╭─ Recorded information
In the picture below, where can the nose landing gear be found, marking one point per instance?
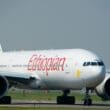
(87, 98)
(65, 99)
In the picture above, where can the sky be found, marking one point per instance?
(56, 24)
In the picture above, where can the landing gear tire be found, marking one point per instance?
(88, 102)
(66, 100)
(5, 100)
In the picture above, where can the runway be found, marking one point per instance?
(26, 103)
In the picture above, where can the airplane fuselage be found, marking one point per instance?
(54, 69)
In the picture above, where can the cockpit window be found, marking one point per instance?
(93, 63)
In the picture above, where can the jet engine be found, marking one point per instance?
(3, 86)
(103, 90)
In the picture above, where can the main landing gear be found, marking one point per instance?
(5, 100)
(65, 99)
(87, 98)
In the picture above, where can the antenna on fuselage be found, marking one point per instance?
(1, 49)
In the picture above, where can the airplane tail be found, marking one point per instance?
(1, 49)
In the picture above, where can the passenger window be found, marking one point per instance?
(94, 63)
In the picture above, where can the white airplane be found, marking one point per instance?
(65, 70)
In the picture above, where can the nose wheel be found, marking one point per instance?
(87, 98)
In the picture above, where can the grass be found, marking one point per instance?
(50, 108)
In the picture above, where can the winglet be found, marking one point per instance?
(1, 48)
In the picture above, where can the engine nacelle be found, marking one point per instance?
(3, 86)
(103, 90)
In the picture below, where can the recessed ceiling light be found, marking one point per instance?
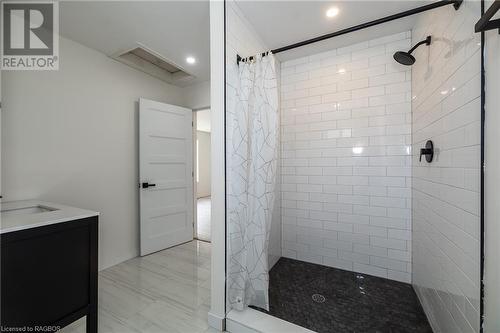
(332, 12)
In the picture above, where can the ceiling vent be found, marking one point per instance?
(152, 63)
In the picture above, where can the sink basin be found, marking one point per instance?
(26, 210)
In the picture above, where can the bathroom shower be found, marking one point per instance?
(358, 228)
(405, 58)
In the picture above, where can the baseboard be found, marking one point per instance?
(216, 322)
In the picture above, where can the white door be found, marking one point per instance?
(165, 171)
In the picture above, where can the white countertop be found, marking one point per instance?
(27, 214)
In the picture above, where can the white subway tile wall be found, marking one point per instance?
(446, 109)
(346, 163)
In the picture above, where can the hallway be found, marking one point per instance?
(203, 213)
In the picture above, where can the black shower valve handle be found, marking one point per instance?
(428, 151)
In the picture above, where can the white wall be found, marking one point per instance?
(242, 39)
(345, 161)
(492, 181)
(217, 311)
(446, 110)
(203, 187)
(70, 136)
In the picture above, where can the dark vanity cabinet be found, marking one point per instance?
(49, 276)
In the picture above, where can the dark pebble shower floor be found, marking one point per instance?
(352, 302)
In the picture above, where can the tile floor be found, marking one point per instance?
(352, 302)
(167, 291)
(204, 206)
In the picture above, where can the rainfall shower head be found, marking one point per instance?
(405, 58)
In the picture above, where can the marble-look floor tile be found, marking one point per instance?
(167, 291)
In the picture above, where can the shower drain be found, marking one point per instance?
(318, 298)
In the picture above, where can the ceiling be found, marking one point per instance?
(280, 23)
(203, 120)
(172, 29)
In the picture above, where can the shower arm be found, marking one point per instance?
(426, 41)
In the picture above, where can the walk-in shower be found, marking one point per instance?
(337, 224)
(405, 58)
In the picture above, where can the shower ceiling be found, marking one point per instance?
(300, 20)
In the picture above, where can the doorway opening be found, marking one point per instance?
(202, 177)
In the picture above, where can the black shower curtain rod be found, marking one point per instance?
(455, 3)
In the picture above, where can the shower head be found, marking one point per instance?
(405, 58)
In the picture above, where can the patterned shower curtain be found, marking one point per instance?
(252, 154)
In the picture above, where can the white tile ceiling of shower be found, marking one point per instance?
(346, 137)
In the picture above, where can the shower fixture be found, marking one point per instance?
(405, 58)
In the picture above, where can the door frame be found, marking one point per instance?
(195, 170)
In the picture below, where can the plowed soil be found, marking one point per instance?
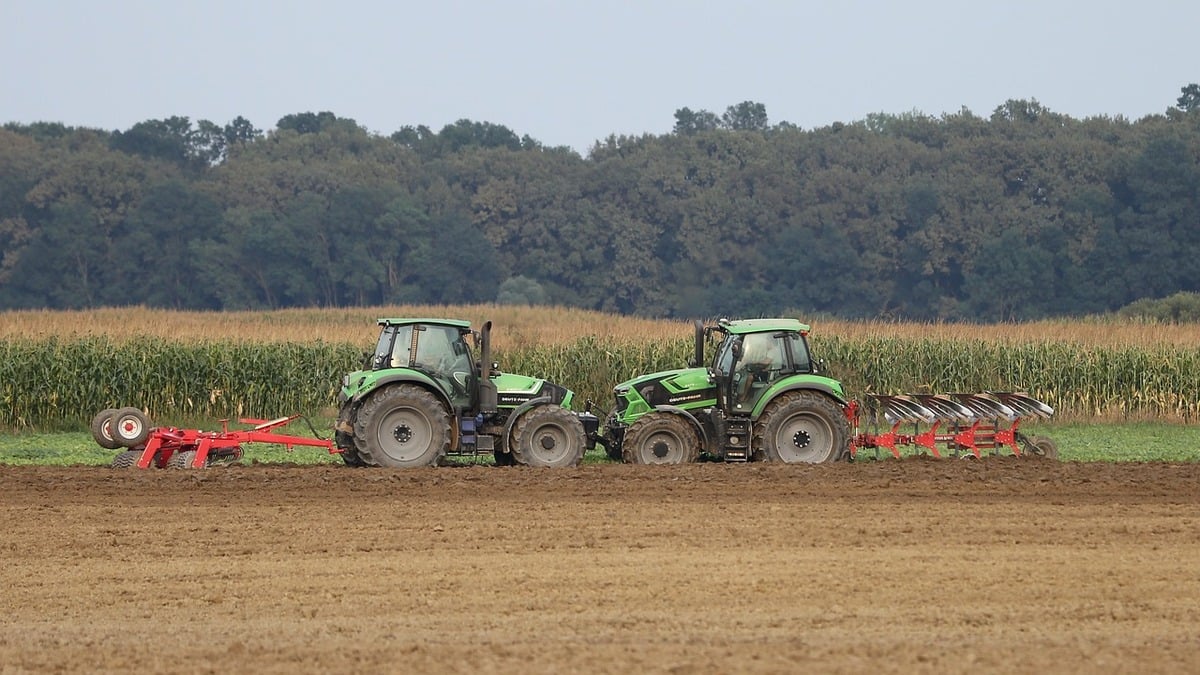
(996, 565)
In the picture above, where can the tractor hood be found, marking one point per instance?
(684, 388)
(515, 389)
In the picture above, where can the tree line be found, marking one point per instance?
(1021, 214)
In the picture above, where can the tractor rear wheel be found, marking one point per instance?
(660, 437)
(547, 435)
(802, 428)
(402, 426)
(126, 460)
(130, 428)
(102, 429)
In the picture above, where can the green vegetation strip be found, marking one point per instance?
(60, 383)
(1077, 442)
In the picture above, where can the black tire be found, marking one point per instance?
(1042, 447)
(130, 428)
(547, 435)
(181, 459)
(402, 426)
(660, 437)
(102, 429)
(802, 428)
(127, 459)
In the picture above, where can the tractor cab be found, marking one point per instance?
(754, 354)
(438, 350)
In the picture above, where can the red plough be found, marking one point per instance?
(959, 423)
(172, 447)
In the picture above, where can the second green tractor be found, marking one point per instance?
(762, 398)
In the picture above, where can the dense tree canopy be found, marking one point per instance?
(1023, 214)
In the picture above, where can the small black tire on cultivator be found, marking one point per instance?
(964, 424)
(130, 426)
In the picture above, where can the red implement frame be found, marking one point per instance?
(972, 422)
(166, 441)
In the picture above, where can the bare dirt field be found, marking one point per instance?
(911, 566)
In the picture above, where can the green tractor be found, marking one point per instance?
(761, 399)
(421, 396)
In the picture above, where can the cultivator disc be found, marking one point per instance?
(959, 423)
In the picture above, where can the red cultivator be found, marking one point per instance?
(171, 447)
(959, 423)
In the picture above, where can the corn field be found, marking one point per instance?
(57, 382)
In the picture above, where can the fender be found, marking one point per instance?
(408, 376)
(691, 419)
(517, 412)
(772, 394)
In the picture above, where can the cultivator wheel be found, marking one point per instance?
(802, 428)
(547, 435)
(963, 424)
(660, 437)
(130, 428)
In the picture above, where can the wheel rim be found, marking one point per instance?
(663, 447)
(804, 437)
(129, 428)
(551, 442)
(405, 434)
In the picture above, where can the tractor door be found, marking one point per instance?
(442, 352)
(763, 360)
╰─
Only those lines running from the one containing "In the picture above, where can the small" through the last line of the data above are to be copied, exactly, with both ends included.

In the picture above, where can the small black tire on cultivator be found, marking one point per instance?
(964, 424)
(130, 426)
In the picture above, where can the red implement frame be found, marking one point per instance?
(972, 422)
(166, 441)
In the picture above, where can the bare dirt field be found, marking one point per instance?
(911, 566)
In the picture above, where can the green tractor be found, marking one point per instance?
(761, 399)
(421, 396)
In the picture above, where can the cultivator disc be found, marking one point per instance?
(959, 423)
In the picture above, where can the red cultivator be found, marking one point per instance?
(171, 447)
(959, 423)
In the picture above, where can the corn field be found, marking one point per instance?
(57, 382)
In the picture above, where can the fender be found, marking one point per instance?
(408, 376)
(691, 419)
(517, 412)
(772, 394)
In the picture above, where can the cultivator wheel be found, marking one point per instance?
(802, 428)
(547, 435)
(963, 424)
(660, 437)
(130, 428)
In the picture above, where can the wheel rim be found, marking one point per instance?
(663, 447)
(804, 437)
(129, 428)
(551, 442)
(405, 434)
In the picture above, where can the tractor door be found, marking one point per instance?
(442, 352)
(763, 360)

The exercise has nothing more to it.